### WHAT IS NEEDED
Return each line below that contains the word "pinpoint". Case counts, so match capitals and lowercase exactly.

### MATERIAL FOR THIS EXERCISE
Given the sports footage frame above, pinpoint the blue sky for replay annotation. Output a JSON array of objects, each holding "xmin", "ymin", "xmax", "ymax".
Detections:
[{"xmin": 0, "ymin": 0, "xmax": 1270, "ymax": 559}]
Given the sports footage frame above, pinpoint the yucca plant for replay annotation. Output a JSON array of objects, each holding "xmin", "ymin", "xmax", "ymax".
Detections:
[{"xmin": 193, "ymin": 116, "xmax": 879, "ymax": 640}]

### RESULT OF THIS TASK
Given the sports footage frame above, pinpoint the blue sky for replay annotation. Output a JSON array of objects, each holding "xmin", "ymin", "xmax", "ymax".
Given the sports footage frame above, pinpoint the yucca plant for replay annotation. Output a JSON array of objects, each holding "xmin", "ymin", "xmax", "ymax".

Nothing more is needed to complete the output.